▸ Work to complete
Identify each line in the material below that contains the word "gray", and reproduce every such line in full.

◆ ◆ ◆ ◆ ◆

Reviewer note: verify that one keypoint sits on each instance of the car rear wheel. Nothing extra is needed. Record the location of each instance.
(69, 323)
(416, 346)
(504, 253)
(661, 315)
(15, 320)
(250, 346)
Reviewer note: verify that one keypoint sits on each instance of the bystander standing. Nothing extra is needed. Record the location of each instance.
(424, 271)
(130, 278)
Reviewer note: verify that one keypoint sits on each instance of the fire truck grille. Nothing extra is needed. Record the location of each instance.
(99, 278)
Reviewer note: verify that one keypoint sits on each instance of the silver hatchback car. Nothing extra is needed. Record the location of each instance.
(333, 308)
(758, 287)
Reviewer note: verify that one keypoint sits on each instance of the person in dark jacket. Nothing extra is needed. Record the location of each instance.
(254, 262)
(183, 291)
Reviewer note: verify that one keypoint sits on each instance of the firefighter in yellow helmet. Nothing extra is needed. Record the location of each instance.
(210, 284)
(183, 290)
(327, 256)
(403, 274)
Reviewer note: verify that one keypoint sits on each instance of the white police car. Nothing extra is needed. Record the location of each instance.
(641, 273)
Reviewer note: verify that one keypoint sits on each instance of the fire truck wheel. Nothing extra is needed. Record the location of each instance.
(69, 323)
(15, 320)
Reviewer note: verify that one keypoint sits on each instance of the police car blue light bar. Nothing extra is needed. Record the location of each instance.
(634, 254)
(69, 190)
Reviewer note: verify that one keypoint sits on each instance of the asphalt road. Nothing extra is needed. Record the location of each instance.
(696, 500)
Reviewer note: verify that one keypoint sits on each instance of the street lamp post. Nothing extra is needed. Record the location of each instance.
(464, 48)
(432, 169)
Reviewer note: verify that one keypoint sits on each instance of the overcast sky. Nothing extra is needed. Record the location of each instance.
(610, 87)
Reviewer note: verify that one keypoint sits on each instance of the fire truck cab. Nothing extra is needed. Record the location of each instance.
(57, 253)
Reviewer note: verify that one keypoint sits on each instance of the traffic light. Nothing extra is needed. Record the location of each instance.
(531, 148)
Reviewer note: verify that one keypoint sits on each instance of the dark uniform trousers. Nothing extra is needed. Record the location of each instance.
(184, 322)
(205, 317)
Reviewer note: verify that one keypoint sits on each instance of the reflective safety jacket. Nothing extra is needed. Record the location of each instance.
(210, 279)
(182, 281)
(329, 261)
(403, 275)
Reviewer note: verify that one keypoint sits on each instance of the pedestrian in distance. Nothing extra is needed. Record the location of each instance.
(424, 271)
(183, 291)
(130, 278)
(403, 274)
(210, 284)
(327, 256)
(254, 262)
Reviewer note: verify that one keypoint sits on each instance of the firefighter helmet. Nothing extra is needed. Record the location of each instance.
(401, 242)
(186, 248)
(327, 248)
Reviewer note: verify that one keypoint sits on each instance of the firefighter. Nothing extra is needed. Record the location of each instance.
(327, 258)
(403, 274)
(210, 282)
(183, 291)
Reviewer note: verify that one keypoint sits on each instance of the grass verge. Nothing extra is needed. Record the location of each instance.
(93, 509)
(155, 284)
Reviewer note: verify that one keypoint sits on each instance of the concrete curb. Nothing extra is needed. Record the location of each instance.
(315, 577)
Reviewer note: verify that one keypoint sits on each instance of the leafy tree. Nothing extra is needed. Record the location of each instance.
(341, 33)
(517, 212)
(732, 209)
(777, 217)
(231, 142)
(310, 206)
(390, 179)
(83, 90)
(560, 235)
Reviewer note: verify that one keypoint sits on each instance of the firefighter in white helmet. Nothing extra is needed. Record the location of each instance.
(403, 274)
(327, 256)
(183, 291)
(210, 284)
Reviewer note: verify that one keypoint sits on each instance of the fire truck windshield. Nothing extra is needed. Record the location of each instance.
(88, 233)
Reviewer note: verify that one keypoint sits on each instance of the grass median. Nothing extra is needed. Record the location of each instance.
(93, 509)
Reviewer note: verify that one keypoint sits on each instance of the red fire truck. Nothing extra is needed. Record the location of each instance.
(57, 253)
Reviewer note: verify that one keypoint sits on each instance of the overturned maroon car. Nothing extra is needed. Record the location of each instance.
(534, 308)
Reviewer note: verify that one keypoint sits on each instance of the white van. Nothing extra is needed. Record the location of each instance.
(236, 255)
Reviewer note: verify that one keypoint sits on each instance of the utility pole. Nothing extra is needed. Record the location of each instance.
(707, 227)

◆ ◆ ◆ ◆ ◆

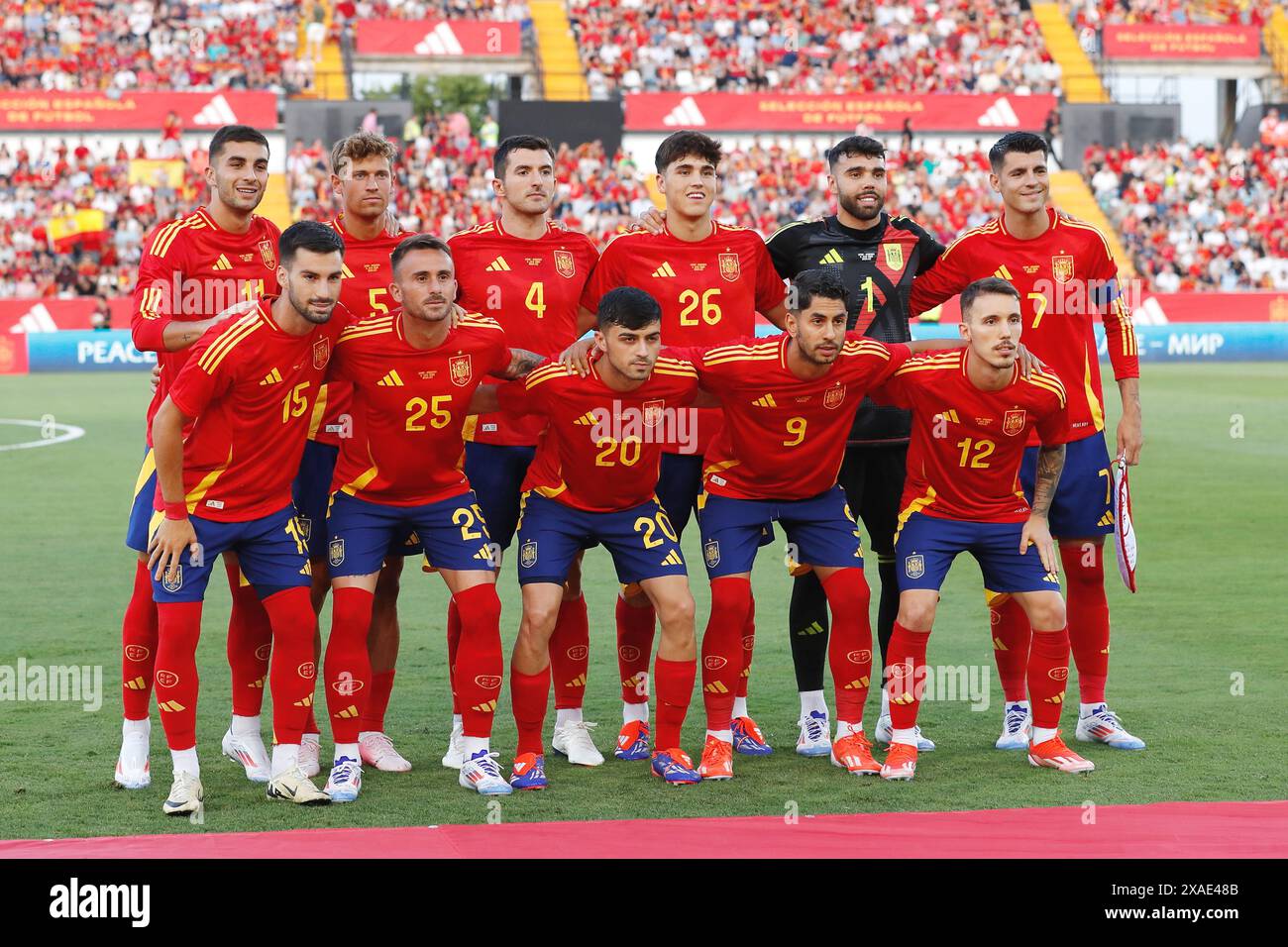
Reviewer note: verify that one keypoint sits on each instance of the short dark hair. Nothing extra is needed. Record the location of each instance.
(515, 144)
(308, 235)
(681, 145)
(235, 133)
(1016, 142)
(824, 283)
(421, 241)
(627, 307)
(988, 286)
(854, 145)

◆ ◆ ◆ ◆ ◆

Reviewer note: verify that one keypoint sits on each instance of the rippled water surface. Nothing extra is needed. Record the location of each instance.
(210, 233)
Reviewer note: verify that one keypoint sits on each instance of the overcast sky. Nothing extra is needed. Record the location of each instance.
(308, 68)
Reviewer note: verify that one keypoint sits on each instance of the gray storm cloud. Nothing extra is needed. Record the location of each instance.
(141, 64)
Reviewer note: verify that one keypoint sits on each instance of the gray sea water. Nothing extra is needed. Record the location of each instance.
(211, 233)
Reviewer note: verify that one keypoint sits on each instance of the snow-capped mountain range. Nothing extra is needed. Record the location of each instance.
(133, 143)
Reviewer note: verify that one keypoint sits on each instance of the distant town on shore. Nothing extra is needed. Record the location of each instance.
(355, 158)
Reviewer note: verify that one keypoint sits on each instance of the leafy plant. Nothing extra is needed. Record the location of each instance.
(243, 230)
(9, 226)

◆ ◆ ◆ ◆ ◆

▸ Worked answer
Reviewer note: verify that one keypoint sits on each instance of the gray storm cloud. Nothing extra is needed. Record the location of each instance.
Reviewer note: verify that one keypoint sits on each instance of the gray sea water. Nothing extra is needed. Record the location of each instance.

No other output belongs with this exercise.